### [Prompt]
Make a verbatim copy of all the records.

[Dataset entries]
▼▼▼
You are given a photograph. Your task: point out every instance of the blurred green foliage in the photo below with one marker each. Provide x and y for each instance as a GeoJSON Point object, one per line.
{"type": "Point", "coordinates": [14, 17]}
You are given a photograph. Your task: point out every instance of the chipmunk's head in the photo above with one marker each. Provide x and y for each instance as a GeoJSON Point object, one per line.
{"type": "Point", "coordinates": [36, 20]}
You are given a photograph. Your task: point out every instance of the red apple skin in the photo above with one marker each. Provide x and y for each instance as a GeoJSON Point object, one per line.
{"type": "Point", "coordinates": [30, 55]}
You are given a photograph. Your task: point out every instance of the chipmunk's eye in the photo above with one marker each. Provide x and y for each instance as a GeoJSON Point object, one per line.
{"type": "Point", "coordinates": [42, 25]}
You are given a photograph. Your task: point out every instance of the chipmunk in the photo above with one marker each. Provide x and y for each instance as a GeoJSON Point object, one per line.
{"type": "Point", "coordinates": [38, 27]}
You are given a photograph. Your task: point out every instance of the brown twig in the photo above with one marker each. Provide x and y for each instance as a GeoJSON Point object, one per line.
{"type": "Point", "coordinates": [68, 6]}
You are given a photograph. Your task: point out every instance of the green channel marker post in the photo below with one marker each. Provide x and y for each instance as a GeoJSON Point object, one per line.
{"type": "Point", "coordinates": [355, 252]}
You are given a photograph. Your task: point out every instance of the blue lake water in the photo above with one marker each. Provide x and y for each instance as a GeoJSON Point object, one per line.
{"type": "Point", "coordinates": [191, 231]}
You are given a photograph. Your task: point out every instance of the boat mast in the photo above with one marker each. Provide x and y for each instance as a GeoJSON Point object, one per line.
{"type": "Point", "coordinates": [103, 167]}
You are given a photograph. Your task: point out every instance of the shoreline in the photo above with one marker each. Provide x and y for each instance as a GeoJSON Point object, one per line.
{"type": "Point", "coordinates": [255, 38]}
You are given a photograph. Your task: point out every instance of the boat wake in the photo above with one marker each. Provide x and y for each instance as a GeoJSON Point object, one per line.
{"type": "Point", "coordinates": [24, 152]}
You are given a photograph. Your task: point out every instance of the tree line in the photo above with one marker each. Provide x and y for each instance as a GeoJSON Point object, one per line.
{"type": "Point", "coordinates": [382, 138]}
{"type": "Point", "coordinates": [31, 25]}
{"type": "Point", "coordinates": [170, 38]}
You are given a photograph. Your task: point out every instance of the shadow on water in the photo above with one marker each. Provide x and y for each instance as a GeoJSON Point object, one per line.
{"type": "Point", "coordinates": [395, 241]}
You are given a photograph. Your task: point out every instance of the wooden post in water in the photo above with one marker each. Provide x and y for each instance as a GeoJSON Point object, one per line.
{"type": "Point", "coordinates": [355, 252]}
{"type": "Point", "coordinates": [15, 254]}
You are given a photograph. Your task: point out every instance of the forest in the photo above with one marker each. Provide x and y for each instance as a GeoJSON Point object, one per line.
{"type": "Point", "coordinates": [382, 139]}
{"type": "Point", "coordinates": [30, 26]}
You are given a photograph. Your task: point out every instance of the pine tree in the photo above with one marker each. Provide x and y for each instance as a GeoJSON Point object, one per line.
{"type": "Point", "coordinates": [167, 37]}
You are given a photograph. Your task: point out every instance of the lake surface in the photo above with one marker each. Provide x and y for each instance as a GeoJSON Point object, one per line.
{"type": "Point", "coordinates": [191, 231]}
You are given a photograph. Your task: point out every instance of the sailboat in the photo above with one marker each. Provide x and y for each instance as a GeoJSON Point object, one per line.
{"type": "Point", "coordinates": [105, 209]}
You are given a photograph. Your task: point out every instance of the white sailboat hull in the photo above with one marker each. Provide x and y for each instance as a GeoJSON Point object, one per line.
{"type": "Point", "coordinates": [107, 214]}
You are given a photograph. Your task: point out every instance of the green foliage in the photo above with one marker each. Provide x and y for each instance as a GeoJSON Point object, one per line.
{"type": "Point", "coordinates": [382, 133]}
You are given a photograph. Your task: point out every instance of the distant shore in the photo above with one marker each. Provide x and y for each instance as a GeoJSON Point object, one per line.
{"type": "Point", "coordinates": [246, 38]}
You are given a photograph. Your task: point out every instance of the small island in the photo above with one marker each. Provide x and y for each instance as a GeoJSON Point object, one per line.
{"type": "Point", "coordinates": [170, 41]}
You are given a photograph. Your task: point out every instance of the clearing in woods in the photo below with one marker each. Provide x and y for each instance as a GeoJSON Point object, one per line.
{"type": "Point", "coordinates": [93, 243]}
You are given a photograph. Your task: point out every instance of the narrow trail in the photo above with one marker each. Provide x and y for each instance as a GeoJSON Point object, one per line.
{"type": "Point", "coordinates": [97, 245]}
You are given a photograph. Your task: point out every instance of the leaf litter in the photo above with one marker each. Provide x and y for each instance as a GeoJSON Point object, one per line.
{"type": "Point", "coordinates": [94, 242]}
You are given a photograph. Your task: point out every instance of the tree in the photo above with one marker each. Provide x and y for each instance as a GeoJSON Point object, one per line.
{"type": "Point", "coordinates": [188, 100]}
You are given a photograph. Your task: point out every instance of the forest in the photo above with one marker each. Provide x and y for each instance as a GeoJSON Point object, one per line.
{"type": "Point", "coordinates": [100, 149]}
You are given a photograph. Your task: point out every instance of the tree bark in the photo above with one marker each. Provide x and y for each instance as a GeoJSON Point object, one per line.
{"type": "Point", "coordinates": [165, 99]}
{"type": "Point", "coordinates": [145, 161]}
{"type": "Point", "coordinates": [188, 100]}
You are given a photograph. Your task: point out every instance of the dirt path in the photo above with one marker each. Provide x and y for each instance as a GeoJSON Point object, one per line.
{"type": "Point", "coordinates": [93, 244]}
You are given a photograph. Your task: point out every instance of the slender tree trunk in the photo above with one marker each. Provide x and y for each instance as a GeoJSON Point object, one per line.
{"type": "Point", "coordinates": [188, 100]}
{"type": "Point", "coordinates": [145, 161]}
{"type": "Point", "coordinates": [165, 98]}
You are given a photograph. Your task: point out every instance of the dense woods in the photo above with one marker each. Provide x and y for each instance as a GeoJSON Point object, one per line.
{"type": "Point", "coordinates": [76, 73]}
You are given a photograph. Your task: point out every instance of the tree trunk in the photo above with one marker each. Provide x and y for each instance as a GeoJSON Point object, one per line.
▲▲▲
### [Exercise output]
You are given a photograph. Your task: point out every instance of the blurred green foliage in the photo below with one marker each. Provide x and y for each instance as a GeoJSON Point object, one per line.
{"type": "Point", "coordinates": [14, 17]}
You are given a photograph. Your task: point out every instance of the chipmunk's head in the photo above with one marker each. Provide x and y for each instance as a GeoJSON Point object, one per line.
{"type": "Point", "coordinates": [36, 20]}
You are given a photograph. Your task: point out every instance of the red apple skin in the photo above with one marker each. Provide x and y for each instance as a GeoJSON Point object, one per line.
{"type": "Point", "coordinates": [30, 55]}
You are given a photograph. Your task: point out every instance of the chipmunk's eye in the photo above with one marker each. Provide x and y for each instance as a GeoJSON Point object, one per line.
{"type": "Point", "coordinates": [42, 25]}
You are given a photograph. Your task: point out every instance of the chipmunk in the photo above with one marker each. Provide x and y for each instance as a GeoJSON Point object, one per line.
{"type": "Point", "coordinates": [38, 27]}
You are given a photograph. Your task: point out every instance of the brown twig in the photo above with one marker each. Provide x and y for each instance as a GeoJSON Point object, one per line.
{"type": "Point", "coordinates": [68, 6]}
You are given a photograph. Your task: point out every instance of the green channel marker post in the photo below with one marker each. Provide x and y for each instance as a GeoJSON Point object, one per line.
{"type": "Point", "coordinates": [355, 252]}
You are given a photograph. Your task: point out every instance of the blue lake water in the photo above with one marker each. Provide x and y for each instance as a GeoJSON Point object, one per line.
{"type": "Point", "coordinates": [191, 231]}
You are given a photograph. Your task: point out every instance of the boat mast in the photo above with one marker each. Provide x and y for each instance as a GeoJSON Point object, one per line.
{"type": "Point", "coordinates": [103, 167]}
You are given a photograph. Your task: point out every instance of the shoreline in the photo above with one marker each. Provide x and y for each instance as a GeoJSON Point object, one per line.
{"type": "Point", "coordinates": [255, 38]}
You are given a photograph. Your task: point out every instance of the boat wake in the photo above with one marker each. Provide x and y for each instance as a GeoJSON Point object, one per line.
{"type": "Point", "coordinates": [24, 152]}
You are given a photograph. Your task: point out every instance of the tree line in the photo above with one marker each. Provide x and y for each instance as a GeoJSON Point object, one per line.
{"type": "Point", "coordinates": [382, 138]}
{"type": "Point", "coordinates": [31, 25]}
{"type": "Point", "coordinates": [170, 38]}
You are given a photograph. Your task: point out every instance of the shadow on water in the photo above with one marker each. Provide x and y for each instance as a GeoJSON Point object, one per line.
{"type": "Point", "coordinates": [395, 241]}
You are given a photograph. Your task: point out every instance of the wooden post in water in the photo above with one marker each. Provide x and y for each instance as a GeoJSON Point object, one per line.
{"type": "Point", "coordinates": [355, 252]}
{"type": "Point", "coordinates": [15, 254]}
You are given a photograph. Your task: point out every instance of the forest in the photo above with one marker each. Provide x and y for each instance as a GeoJSON Point object, one per line.
{"type": "Point", "coordinates": [382, 139]}
{"type": "Point", "coordinates": [30, 26]}
You are given a photograph. Your task: point out every instance of the pine tree in the photo above with one marker each. Provide x and y for each instance as a GeoJSON Point object, one per line.
{"type": "Point", "coordinates": [167, 37]}
You are given a photograph. Your task: point out every instance of the lake surface in the photo above with one marker each. Provide x and y for each instance as a GeoJSON Point object, one per line.
{"type": "Point", "coordinates": [191, 231]}
You are given a photograph. Your task: point out every instance of the sailboat in the photo above with one marker each. Provide x and y for each instance as a GeoJSON Point object, one per line.
{"type": "Point", "coordinates": [105, 209]}
You are given a photograph. Your task: point out every instance of the white sailboat hull in the photo above with one marker each. Provide x and y for each instance as a GeoJSON Point object, one per line.
{"type": "Point", "coordinates": [107, 214]}
You are given a photograph. Your task: point out every instance of the green foliage in the photo above with one marker each. Provide x and y for each instance as a GeoJSON Point object, one per line.
{"type": "Point", "coordinates": [382, 133]}
You are given a photograph. Your task: point out every instance of the distant shore in the photo above with one marker each. Provide x and y for each instance as a GeoJSON Point object, one per line.
{"type": "Point", "coordinates": [246, 38]}
You are given a photograph. Your task: point out every instance of the small island in the photo above with one marker each. Provide x and y for each instance as a GeoJSON Point object, one per line.
{"type": "Point", "coordinates": [170, 41]}
You are given a photograph. Your task: point out every instance of the clearing in woods in the photo below with one marker each. Provide x and y for each instance as a GeoJSON Point object, one per line.
{"type": "Point", "coordinates": [93, 243]}
You are given a photograph. Your task: point out every instance of the narrow trail in the photo above with one marker each. Provide x and y for each instance as a GeoJSON Point object, one per line.
{"type": "Point", "coordinates": [97, 245]}
You are given a photograph. Your task: point out every instance of the leaf litter in the photo above with one marker each. Provide x and y for each instance as a GeoJSON Point object, one per line.
{"type": "Point", "coordinates": [94, 242]}
You are given a photograph. Your task: point out every instance of the tree in the photo above with one marker each. Provide x and y for each instance as a GeoJSON Point object, one per line.
{"type": "Point", "coordinates": [188, 100]}
You are given a photograph. Your task: point out every instance of the forest in the photo above with one marker each. Provide x and y for each instance as a GeoJSON Point object, one per line.
{"type": "Point", "coordinates": [100, 149]}
You are given a photograph. Your task: point out every instance of the tree bark in the photo above with one marker each. Provide x and y for each instance as a GeoJSON Point object, one per line.
{"type": "Point", "coordinates": [165, 99]}
{"type": "Point", "coordinates": [145, 161]}
{"type": "Point", "coordinates": [188, 100]}
You are given a photograph. Your task: point out every instance of the dirt path in the photo above with one marker each. Provide x and y for each instance as a GeoJSON Point object, one per line.
{"type": "Point", "coordinates": [93, 244]}
You are given a photograph. Your task: point out every instance of the slender tree trunk in the photo above with one marker each. Provide x and y for each instance as a GeoJSON Point object, one per line.
{"type": "Point", "coordinates": [188, 100]}
{"type": "Point", "coordinates": [145, 161]}
{"type": "Point", "coordinates": [165, 98]}
You are given a photograph. Your task: point out every instance of the dense woods in the photo above with one marker each. Provide x and y for each instance as a GeoJSON Point object, one per line.
{"type": "Point", "coordinates": [76, 73]}
You are given a photograph. Your task: point out every instance of the tree trunk in the photo above with one marker each. Provide x and y for each instance as a GeoJSON Point object, one per line.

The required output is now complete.